### Problem A
Reproduce word for word the part of the TS2Vec hand-washing detection notes below that runs from "- Per window: (1)" up to and including "F1 per subject.".
### Problem B
Write the next part of the TS2Vec hand-washing detection notes below, picking up after their last line.

>> START Extract

# TS2Vec + Humidity for Hand Washing Detection (Frozen TS2Vec — like Biobank_humidity)

Uses **TS2Vec** (self-supervised time series representations) for IMU windows and the **same humidity handcrafted features** as Biobank_humidity, then trains a classifier on the concatenated representation.

**Pipeline (aligned with Biobank_humidity.ipynb):**
- Same data: `data/` and `new_data/`, labels from `lables/`, **clean_humidity** applied.
- Same windowing: window_size=500, step_size=250; IMU (acc_x, acc_y, acc_z) + humidity per window.
- Per window: (1) **TS2Vec** encodes the IMU time series → fixed-size embedding. (2) **advanced_humid_features** (11 stats) computed from the window’s humidity. (3) Concatenate [humid_features * 2, ts2vec_embedding], scale, optional augment + SMOTETomek, then train the same MLP (focal loss, class weights).
- LOSO, same excluded_subjects; medfilt on predictions; accuracy and F1 per subject.

>> END Extract
>> START Dataset section

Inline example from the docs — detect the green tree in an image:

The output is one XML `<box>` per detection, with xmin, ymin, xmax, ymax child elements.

>> END Dataset section

### Task output A
- Per window: (1) **TS2Vec** encodes the IMU time series → fixed-size embedding. (2) **advanced_humid_features** (11 stats) computed from the window’s humidity. (3) Concatenate [humid_features * 2, ts2vec_embedding], scale, optional augment + SMOTETomek, then train the same MLP (focal loss, class weights).
- LOSO, same excluded_subjects; medfilt on predictions; accuracy and F1 per subject.

### Task output B
In [3]:
import os
import sys
import numpy as np
import pandas as pd
import json
from glob import glob
from scipy.signal import find_peaks, medfilt
from sklearn.preprocessing import StandardScaler
from sklearn.metrics import accuracy_score, f1_score
from sklearn.utils.class_weight import compute_class_weight
from imblearn.combine import SMOTETomek

import tensorflow as tf
from tensorflow.keras.models import Model
from tensorflow.keras.layers import Input, Dense, Dropout, BatchNormalization, GaussianNoise
from tensorflow.keras.optimizers import Adam
from tensorflow.keras.callbacks import EarlyStopping

from ts2vec import TS2Vec



In [5]:
base_path = "/Users/sonalimanoharan/Desktop/scientific_research/hw"
data_folders = ["data", "new_data"]
label_files = ["labels.csv", "lables_new.csv"]
save_model_path = os.path.join(base_path, "ts2vec_saved_model")
os.makedirs(save_model_path, exist_ok=True)

window_size = 500
step_size = 250
imu_cols = ["acc_x", "acc_y", "acc_z"]
humid_col = ["humid"]
REPR_DIMS = 128
TS2VEC_EPOCHS = 50
humidity_weight = 2.0


In [6]:
def clean_humidity(df):
    if "humid" in df.columns:
        artifact_value = 79.1318359375
        df = df.copy()
        df["humid"] = df["humid"].replace(artifact_value, np.nan)
        df["humid"] = df["humid"].interpolate(method='linear', limit_direction='both')
        df["humid"] = df["humid"].ffill().bfill()
    return df

def load_recs():
    all_dfs = []
    for data_folder, label_file in zip(data_folders, label_files):
        data_path = os.path.join(base_path, data_folder, "*.csv")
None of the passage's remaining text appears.